What the task asks:
Scan the records below, and wherever a line has the word "white", pull it out.

[Referring expression grounding data]

*** Begin section ***

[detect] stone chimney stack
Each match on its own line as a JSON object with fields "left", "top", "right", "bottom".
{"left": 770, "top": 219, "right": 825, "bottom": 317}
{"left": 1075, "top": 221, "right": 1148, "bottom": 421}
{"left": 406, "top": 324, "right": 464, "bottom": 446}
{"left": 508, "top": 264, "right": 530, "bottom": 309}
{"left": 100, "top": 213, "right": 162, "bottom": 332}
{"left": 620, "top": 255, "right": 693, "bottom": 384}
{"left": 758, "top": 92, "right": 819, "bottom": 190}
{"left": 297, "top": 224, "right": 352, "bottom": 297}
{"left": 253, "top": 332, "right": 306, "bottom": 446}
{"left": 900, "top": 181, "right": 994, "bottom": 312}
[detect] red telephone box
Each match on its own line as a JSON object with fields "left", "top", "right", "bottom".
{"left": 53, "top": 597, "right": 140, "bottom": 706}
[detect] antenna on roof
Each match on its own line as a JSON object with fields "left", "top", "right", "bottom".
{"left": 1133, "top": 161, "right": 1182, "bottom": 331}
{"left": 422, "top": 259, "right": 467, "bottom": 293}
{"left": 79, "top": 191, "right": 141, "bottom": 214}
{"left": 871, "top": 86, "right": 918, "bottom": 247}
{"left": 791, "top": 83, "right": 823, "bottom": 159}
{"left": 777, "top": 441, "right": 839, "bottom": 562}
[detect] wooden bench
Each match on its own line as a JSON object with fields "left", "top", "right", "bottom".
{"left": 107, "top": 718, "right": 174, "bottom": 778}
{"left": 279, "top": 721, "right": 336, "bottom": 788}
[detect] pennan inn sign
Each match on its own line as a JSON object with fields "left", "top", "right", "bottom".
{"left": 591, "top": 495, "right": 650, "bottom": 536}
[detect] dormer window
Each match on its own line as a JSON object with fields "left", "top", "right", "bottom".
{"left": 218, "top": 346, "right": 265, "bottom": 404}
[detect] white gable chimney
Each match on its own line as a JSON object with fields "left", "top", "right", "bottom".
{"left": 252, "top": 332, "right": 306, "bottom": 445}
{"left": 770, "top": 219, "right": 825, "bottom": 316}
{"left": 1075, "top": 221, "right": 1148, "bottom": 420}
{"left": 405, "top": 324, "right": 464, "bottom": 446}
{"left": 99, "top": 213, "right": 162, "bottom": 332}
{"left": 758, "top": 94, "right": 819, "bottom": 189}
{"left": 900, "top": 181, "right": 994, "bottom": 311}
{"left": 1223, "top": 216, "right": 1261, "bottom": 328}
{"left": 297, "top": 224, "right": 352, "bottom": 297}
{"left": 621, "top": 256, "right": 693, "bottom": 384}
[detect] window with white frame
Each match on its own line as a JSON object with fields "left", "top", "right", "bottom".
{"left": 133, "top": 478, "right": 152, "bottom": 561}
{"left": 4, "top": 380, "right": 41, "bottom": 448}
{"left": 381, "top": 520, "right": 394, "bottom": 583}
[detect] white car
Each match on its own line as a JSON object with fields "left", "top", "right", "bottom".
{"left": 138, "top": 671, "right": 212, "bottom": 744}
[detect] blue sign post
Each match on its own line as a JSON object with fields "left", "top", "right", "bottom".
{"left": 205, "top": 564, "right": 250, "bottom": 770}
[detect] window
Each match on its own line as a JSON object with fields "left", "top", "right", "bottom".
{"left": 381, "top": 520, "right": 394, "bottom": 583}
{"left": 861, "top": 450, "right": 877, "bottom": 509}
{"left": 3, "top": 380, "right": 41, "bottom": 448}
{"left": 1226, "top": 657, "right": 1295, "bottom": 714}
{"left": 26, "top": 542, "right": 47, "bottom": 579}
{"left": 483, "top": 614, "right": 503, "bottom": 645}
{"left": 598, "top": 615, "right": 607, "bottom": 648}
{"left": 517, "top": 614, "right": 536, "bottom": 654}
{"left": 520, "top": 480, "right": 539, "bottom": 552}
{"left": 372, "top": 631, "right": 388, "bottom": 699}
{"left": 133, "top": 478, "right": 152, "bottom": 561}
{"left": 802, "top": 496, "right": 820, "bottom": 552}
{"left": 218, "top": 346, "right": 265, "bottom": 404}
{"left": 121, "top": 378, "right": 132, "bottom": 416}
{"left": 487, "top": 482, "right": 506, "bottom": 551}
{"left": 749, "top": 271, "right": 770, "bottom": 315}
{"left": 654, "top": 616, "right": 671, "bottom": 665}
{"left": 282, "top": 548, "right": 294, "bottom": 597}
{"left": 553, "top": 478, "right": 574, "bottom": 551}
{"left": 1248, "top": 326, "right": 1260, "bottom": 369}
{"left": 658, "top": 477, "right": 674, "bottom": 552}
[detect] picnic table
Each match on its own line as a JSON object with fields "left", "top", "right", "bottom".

*** End section ***

The completed task:
[detect] white gable chimney
[detect] window with white frame
[detect] white car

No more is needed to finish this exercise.